Repérez dans la liste ci-dessous chaque ligne contenant le mot "wall", puis recopiez ces lignes.

LIGNES DE DONNÉES:
^^^^^^^^^^^^^^^^

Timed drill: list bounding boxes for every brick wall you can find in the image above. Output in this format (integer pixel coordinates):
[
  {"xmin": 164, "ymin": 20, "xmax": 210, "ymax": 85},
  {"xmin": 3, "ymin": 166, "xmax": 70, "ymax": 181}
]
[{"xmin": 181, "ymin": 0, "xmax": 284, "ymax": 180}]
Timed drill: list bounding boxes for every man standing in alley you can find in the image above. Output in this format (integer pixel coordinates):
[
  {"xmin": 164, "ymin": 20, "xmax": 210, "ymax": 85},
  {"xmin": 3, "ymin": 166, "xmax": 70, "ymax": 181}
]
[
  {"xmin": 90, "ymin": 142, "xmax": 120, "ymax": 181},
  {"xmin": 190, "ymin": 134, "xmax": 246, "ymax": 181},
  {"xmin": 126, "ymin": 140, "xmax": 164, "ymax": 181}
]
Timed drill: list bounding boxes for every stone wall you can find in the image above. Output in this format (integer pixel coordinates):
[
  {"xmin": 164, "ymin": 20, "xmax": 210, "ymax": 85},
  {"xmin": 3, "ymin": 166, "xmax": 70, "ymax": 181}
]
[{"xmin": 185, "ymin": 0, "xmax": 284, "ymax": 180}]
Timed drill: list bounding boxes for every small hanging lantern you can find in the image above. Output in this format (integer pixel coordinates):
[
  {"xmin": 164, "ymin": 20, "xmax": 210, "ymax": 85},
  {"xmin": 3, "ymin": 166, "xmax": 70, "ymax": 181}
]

^^^^^^^^^^^^^^^^

RÉSULTAT DE L'EXERCICE:
Timed drill: list bounding boxes for every brick wall you can find in the image above. Output in this format (integer pixel coordinates):
Timed drill: list bounding boxes for every stone wall you can find in the image above. Output in this format (integer pixel coordinates):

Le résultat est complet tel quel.